Work instruction:
Copy each record below without changing a single word.

--- Data records ---

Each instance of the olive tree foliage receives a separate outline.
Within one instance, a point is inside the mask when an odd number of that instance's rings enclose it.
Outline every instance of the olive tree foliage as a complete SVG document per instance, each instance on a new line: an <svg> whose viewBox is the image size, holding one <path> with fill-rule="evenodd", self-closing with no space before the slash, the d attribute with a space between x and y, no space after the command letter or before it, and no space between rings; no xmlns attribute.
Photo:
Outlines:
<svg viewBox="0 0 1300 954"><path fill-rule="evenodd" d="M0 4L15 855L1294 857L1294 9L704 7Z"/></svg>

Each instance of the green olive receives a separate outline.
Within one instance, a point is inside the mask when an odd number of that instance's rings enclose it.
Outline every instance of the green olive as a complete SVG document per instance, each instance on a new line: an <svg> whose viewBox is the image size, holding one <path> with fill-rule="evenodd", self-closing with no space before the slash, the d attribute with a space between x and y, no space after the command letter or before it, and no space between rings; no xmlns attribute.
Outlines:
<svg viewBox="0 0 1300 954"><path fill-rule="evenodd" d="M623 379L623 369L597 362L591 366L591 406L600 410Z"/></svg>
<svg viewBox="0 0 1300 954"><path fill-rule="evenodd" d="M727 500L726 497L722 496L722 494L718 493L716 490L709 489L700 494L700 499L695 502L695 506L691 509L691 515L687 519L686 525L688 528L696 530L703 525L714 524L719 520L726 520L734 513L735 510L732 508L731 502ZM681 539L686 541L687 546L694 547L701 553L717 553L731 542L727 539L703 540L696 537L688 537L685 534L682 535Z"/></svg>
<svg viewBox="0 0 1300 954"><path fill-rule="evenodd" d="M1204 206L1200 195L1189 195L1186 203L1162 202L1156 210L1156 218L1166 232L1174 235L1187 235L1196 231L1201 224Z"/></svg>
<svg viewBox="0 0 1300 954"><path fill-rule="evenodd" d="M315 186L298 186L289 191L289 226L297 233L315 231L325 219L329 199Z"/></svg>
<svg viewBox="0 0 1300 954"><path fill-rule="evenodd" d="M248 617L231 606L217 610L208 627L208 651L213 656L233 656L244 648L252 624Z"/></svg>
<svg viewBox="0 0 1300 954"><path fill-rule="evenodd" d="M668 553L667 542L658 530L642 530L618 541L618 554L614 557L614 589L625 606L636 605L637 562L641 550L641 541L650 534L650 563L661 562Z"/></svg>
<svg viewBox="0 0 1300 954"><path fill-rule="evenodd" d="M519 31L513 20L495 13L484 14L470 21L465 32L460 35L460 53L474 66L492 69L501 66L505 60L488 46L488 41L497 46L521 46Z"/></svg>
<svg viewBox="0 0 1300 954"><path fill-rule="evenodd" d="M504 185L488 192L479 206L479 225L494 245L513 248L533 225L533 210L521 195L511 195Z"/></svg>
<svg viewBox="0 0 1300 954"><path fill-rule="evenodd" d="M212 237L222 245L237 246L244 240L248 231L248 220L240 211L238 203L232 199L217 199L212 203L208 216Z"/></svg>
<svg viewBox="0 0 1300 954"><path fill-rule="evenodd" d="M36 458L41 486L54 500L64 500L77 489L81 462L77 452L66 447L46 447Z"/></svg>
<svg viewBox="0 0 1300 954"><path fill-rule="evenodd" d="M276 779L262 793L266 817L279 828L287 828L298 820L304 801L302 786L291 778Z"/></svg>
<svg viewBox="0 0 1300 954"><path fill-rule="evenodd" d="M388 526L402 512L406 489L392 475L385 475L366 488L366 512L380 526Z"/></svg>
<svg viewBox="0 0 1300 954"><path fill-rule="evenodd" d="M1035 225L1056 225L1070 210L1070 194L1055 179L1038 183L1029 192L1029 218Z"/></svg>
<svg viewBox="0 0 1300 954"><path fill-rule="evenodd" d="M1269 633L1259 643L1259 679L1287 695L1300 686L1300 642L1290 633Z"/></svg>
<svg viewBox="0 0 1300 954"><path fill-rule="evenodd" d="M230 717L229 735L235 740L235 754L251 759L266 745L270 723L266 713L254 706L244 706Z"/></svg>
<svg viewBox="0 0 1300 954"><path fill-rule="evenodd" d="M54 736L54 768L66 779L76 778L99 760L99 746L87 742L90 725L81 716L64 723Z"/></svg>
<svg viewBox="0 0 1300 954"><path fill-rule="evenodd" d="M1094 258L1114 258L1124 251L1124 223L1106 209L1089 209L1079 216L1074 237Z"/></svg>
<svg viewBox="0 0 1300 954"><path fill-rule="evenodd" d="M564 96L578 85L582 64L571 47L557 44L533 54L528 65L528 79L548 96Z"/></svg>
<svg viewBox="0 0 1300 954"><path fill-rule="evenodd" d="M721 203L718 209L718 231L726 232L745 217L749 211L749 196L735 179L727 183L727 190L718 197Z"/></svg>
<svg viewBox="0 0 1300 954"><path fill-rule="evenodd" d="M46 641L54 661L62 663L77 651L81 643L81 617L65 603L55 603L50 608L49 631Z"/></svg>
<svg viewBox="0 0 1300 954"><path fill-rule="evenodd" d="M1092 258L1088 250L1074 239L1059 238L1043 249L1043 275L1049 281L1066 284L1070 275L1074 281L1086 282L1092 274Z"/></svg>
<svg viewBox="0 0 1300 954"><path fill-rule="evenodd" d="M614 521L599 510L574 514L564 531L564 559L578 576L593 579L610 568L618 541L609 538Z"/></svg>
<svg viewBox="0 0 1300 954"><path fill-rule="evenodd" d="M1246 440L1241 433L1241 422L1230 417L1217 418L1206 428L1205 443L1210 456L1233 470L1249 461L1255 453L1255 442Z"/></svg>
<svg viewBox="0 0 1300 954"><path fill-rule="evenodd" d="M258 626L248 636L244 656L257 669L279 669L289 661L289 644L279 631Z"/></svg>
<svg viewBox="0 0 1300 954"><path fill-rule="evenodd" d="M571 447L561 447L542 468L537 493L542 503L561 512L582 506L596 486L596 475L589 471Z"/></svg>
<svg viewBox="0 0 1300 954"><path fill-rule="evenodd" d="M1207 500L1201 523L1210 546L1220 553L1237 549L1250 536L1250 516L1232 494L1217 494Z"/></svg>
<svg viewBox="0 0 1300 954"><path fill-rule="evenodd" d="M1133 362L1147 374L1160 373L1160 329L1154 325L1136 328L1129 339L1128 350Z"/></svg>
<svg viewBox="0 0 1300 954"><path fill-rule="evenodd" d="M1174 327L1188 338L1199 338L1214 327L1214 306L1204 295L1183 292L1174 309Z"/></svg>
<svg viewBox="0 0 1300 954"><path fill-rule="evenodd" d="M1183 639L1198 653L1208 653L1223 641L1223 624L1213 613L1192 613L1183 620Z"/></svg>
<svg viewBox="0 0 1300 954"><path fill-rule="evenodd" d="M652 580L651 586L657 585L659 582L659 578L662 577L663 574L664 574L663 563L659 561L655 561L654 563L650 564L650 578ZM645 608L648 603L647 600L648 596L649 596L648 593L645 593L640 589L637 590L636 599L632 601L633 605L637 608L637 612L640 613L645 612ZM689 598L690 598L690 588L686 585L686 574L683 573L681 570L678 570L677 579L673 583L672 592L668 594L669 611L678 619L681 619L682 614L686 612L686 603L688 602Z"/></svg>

---

Output below:
Each instance of the olive tree foliage receives a separate outline.
Within one instance, a point is inside the mask when an odd number of that instance's rings enclose it.
Outline every instance of the olive tree foliage as a complete SVG document per instance, each instance on a new line: an <svg> whose viewBox is the image size, holding one <path> with fill-rule="evenodd", self-closing with no space before the slash, the d attribute with a space between x and y, no space after the command letter or before it, and no space between rings; no xmlns attribute.
Photo:
Outlines:
<svg viewBox="0 0 1300 954"><path fill-rule="evenodd" d="M0 4L15 855L1294 857L1294 9L704 7Z"/></svg>

Each instance of the green olive receives a separate outline.
Within one instance, a point is inside the mask when an odd number of that instance's rings enclose it.
Outline every instance of the green olive as a complete SVG document per instance, each instance on a new line: an <svg> whose viewBox is the image size, holding one <path> with fill-rule="evenodd", self-closing with no space before the slash, the d attribute with a space between x and y, no space after the command letter or before it, and no space between rings; no xmlns attribute.
Outlines:
<svg viewBox="0 0 1300 954"><path fill-rule="evenodd" d="M623 379L623 369L597 362L591 366L591 406L600 410Z"/></svg>
<svg viewBox="0 0 1300 954"><path fill-rule="evenodd" d="M727 500L726 497L722 496L722 494L718 493L716 490L709 489L700 494L700 499L695 502L695 506L691 509L691 515L687 519L686 525L688 528L696 530L703 525L714 524L719 520L726 520L734 513L735 510L732 508L731 502ZM681 539L686 541L687 546L694 547L701 553L717 553L731 542L727 539L703 540L696 537L688 537L685 534L682 535Z"/></svg>
<svg viewBox="0 0 1300 954"><path fill-rule="evenodd" d="M1204 206L1200 195L1189 195L1186 203L1162 202L1156 210L1156 218L1166 232L1174 235L1187 235L1196 231L1201 224Z"/></svg>
<svg viewBox="0 0 1300 954"><path fill-rule="evenodd" d="M315 186L298 186L289 191L289 226L297 233L315 231L325 219L329 199Z"/></svg>
<svg viewBox="0 0 1300 954"><path fill-rule="evenodd" d="M248 617L231 606L217 610L208 627L208 651L213 656L233 656L244 648L252 624Z"/></svg>
<svg viewBox="0 0 1300 954"><path fill-rule="evenodd" d="M668 553L667 542L658 530L642 530L618 541L618 554L614 557L614 589L625 606L636 605L637 562L641 550L641 541L650 534L650 563L661 562Z"/></svg>
<svg viewBox="0 0 1300 954"><path fill-rule="evenodd" d="M519 31L513 20L495 13L484 14L470 21L465 32L460 35L460 53L474 66L492 69L501 66L505 60L488 46L488 41L497 46L521 46Z"/></svg>
<svg viewBox="0 0 1300 954"><path fill-rule="evenodd" d="M504 185L488 192L479 206L479 225L494 245L513 248L533 225L533 210L521 195L511 195Z"/></svg>
<svg viewBox="0 0 1300 954"><path fill-rule="evenodd" d="M212 237L222 245L237 246L244 240L248 231L248 220L240 211L238 203L232 199L217 199L212 203L208 216Z"/></svg>
<svg viewBox="0 0 1300 954"><path fill-rule="evenodd" d="M36 458L41 486L54 500L64 500L77 489L81 462L77 452L66 447L46 447Z"/></svg>
<svg viewBox="0 0 1300 954"><path fill-rule="evenodd" d="M276 779L262 793L266 817L279 828L287 828L298 820L304 801L302 786L291 778Z"/></svg>
<svg viewBox="0 0 1300 954"><path fill-rule="evenodd" d="M388 526L402 512L406 489L392 475L385 475L366 488L366 512L380 526Z"/></svg>
<svg viewBox="0 0 1300 954"><path fill-rule="evenodd" d="M1035 225L1056 225L1070 210L1070 194L1055 179L1038 183L1029 192L1029 218Z"/></svg>
<svg viewBox="0 0 1300 954"><path fill-rule="evenodd" d="M1269 633L1259 643L1259 679L1287 695L1300 686L1300 642L1290 633Z"/></svg>
<svg viewBox="0 0 1300 954"><path fill-rule="evenodd" d="M230 717L229 735L235 740L235 754L251 759L266 745L270 723L266 713L254 706L244 706Z"/></svg>
<svg viewBox="0 0 1300 954"><path fill-rule="evenodd" d="M54 736L54 768L66 779L76 778L99 760L99 746L87 742L90 725L81 716L64 723Z"/></svg>
<svg viewBox="0 0 1300 954"><path fill-rule="evenodd" d="M1094 258L1114 258L1124 251L1124 223L1106 209L1089 209L1079 216L1074 237Z"/></svg>
<svg viewBox="0 0 1300 954"><path fill-rule="evenodd" d="M564 96L578 85L582 64L571 47L557 44L533 54L528 65L528 79L548 96Z"/></svg>
<svg viewBox="0 0 1300 954"><path fill-rule="evenodd" d="M721 203L718 209L718 231L726 232L745 217L749 211L749 196L735 179L727 183L727 190L718 197Z"/></svg>
<svg viewBox="0 0 1300 954"><path fill-rule="evenodd" d="M46 641L54 661L62 663L77 651L81 643L81 617L65 603L55 603L50 608L49 631Z"/></svg>
<svg viewBox="0 0 1300 954"><path fill-rule="evenodd" d="M1092 258L1088 250L1074 239L1059 238L1043 249L1043 275L1049 281L1066 284L1070 275L1074 281L1086 282L1092 274Z"/></svg>
<svg viewBox="0 0 1300 954"><path fill-rule="evenodd" d="M614 521L599 510L574 514L564 531L564 559L578 576L593 579L610 568L618 541L609 538Z"/></svg>
<svg viewBox="0 0 1300 954"><path fill-rule="evenodd" d="M1246 440L1241 433L1241 422L1230 417L1217 418L1206 428L1205 443L1210 456L1233 470L1249 461L1255 453L1255 442Z"/></svg>
<svg viewBox="0 0 1300 954"><path fill-rule="evenodd" d="M258 626L248 636L244 656L257 669L279 669L289 661L289 644L279 631Z"/></svg>
<svg viewBox="0 0 1300 954"><path fill-rule="evenodd" d="M571 447L561 447L542 468L537 493L542 503L561 512L582 506L596 486L596 475L589 471Z"/></svg>
<svg viewBox="0 0 1300 954"><path fill-rule="evenodd" d="M1207 500L1201 523L1210 546L1220 553L1237 549L1250 536L1250 516L1232 494L1217 494Z"/></svg>
<svg viewBox="0 0 1300 954"><path fill-rule="evenodd" d="M1133 362L1147 374L1160 373L1160 329L1154 325L1136 328L1129 339L1128 350Z"/></svg>
<svg viewBox="0 0 1300 954"><path fill-rule="evenodd" d="M1174 327L1188 338L1199 338L1214 327L1214 306L1204 295L1183 292L1174 309Z"/></svg>
<svg viewBox="0 0 1300 954"><path fill-rule="evenodd" d="M1183 639L1198 653L1208 653L1223 641L1223 624L1213 613L1192 613L1183 620Z"/></svg>
<svg viewBox="0 0 1300 954"><path fill-rule="evenodd" d="M652 580L651 586L657 585L659 582L659 578L662 577L663 574L664 574L663 563L659 561L655 561L654 563L650 564L650 578ZM645 608L648 603L647 600L648 596L649 596L648 593L645 593L640 589L637 590L636 599L632 601L633 605L637 608L637 612L640 613L645 612ZM689 598L690 598L690 588L686 585L686 574L683 573L681 570L678 570L677 579L673 583L672 592L668 594L669 611L678 619L681 619L682 614L686 612L686 603L688 602Z"/></svg>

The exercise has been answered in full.